Text excerpt:
There is only so much a physician and pharmaceuticals can do in the face of addiction, advertising, and the culture at large.
These days, more and more patients are forced to take some responsibility for their own illnesses. The obese adolescent who won't lose weight, the osteoporotic woman who won't exercise or take calcium, the patient suffering with lower-back pain who won't consider a stretching routine - there is only so much a physician and pharmaceuticals can do in the face of addiction, advertising, and the culture at large. The rest is up to the patient. And that is frustrating for physicians.
You probably haven't been trained in the psychological tricks needed to move a kid from daily McDonald's to an apple a day. Major lifestyle changes are not easy to make, and the subject is uncomfortable for physicians to discuss.
But it's crucial.
Consider chronic obstructive pulmonary disorder (COPD). How many patients have COPD yet have gone undiagnosed - or have been misdiagnosed as asthmatic? It's impossible to be sure, but there are plenty. These patients are losing lung function yet aren't being properly treated or counseled to stop smoking. Instead they're being treated for asthma if they're being treated at all.

Task item: Please carry on the article on patient responsibility, picking up after its final sentence. The material has no connection to the article on patient responsibility.

Record set:

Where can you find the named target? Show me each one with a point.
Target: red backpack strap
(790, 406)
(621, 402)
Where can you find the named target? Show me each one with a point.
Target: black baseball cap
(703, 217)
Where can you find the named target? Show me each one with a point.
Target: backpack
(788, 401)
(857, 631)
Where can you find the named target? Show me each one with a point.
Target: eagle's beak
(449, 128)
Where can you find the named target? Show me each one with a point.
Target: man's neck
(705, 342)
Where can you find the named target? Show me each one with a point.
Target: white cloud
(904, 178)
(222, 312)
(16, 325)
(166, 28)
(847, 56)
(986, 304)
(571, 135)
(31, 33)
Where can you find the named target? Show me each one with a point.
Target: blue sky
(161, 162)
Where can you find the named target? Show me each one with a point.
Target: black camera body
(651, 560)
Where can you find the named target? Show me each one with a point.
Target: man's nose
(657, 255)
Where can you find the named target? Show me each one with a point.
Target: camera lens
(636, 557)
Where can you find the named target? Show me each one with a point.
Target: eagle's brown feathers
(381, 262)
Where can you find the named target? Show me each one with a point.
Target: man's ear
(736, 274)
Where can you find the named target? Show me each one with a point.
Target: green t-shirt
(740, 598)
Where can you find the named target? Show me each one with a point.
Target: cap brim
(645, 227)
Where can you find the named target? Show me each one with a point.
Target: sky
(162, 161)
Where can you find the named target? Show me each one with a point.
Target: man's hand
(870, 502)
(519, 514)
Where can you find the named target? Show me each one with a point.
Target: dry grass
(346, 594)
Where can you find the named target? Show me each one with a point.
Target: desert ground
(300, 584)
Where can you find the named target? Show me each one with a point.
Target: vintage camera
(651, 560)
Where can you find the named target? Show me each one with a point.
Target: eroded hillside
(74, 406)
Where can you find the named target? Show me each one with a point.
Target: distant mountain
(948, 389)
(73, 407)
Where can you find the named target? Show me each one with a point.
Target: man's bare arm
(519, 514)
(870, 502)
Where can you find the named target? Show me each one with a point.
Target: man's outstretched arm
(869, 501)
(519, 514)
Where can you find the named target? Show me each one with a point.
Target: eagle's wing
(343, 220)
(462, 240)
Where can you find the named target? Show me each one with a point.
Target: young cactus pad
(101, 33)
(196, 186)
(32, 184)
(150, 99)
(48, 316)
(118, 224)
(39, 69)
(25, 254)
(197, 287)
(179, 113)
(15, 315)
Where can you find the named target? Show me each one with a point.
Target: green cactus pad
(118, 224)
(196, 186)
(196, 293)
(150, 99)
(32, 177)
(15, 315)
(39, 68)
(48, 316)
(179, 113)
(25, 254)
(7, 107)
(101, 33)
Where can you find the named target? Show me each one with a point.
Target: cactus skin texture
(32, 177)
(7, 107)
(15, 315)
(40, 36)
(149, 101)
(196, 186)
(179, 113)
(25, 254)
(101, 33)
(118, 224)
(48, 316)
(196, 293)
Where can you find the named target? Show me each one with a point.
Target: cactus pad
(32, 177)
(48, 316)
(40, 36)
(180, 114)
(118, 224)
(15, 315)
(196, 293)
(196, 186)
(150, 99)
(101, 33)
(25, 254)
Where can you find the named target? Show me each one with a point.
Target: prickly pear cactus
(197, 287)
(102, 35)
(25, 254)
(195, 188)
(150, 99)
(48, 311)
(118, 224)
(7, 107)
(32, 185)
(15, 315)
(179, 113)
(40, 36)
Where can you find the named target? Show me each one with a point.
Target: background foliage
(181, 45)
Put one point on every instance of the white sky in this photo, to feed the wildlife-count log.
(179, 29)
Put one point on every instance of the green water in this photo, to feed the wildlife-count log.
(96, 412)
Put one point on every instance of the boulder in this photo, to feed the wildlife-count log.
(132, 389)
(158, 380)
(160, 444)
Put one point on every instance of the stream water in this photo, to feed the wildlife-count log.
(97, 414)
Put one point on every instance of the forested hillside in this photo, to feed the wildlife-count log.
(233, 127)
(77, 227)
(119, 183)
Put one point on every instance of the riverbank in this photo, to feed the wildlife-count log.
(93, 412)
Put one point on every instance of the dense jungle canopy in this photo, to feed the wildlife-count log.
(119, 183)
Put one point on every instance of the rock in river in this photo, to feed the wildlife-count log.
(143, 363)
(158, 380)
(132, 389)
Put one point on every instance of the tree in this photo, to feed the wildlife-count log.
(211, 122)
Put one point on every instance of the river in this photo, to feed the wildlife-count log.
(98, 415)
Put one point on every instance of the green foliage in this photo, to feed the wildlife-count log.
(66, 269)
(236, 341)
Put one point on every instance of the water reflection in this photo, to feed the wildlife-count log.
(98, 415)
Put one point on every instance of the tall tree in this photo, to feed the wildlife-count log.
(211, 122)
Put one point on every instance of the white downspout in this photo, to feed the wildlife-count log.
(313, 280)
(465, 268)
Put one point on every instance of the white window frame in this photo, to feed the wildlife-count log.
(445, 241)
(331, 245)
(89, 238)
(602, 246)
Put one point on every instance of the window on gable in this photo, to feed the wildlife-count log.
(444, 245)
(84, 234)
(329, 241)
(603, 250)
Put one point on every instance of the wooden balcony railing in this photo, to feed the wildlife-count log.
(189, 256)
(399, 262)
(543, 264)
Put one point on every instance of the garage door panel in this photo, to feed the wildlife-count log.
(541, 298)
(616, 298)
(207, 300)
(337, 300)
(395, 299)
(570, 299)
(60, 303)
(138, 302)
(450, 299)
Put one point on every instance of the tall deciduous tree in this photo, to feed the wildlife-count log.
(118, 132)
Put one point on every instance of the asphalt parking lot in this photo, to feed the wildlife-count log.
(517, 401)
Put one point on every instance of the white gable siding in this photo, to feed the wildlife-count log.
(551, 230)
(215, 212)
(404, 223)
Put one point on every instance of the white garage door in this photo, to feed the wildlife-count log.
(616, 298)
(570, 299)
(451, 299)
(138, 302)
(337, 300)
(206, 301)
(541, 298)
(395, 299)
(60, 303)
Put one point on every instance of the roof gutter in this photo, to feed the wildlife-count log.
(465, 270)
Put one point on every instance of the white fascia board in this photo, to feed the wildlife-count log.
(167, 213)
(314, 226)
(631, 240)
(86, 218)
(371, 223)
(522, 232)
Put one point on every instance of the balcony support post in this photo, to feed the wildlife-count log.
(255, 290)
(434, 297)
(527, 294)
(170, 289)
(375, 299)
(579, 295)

Exercise result:
While both diseases can include coughing, wheezing, and difficulty breathing, most of the time it is not difficult to distinguish between asthma and COPD. Asthma, after all, is mostly episodic. It appears in all age groups, is usually associated with an allergic history, and is not necessarily connected to smoking. Asthmatics cough mostly at night with minimal sputum. COPD patients usually have a history of progressive respiratory problems, are mainly adults over age 45, and cough most severely in the morning, producing purulent sputum.
The treatment is different, too: asthma patients almost always respond to inhaled corticosteroids. Only a small percentage of COPD patients do.
Why are COPD patients being misdiagnosed? There are many reasons, but one is that working with a COPD patient can be emotional and frustrating.
COPD patients have to be confronted about smoking cessation. This is not easy; smoking is both a physical and emotional addiction. But it's tough for physicians with a strong desire to heal to face a patient who just doesn't seem to want to do his part. Or to help a patient whose addiction is nearly out of his control, seemingly engineered by cigarette manufacturers. And the damage from smoking cannot be reversed, only controlled, once the smoking is stopped - a conversation stopper for a physician on a mission to heal.
Asthma patients, meanwhile, get an inhaler and a pat on the head. It's relatively simple - a tempting diagnosis relative to COPD.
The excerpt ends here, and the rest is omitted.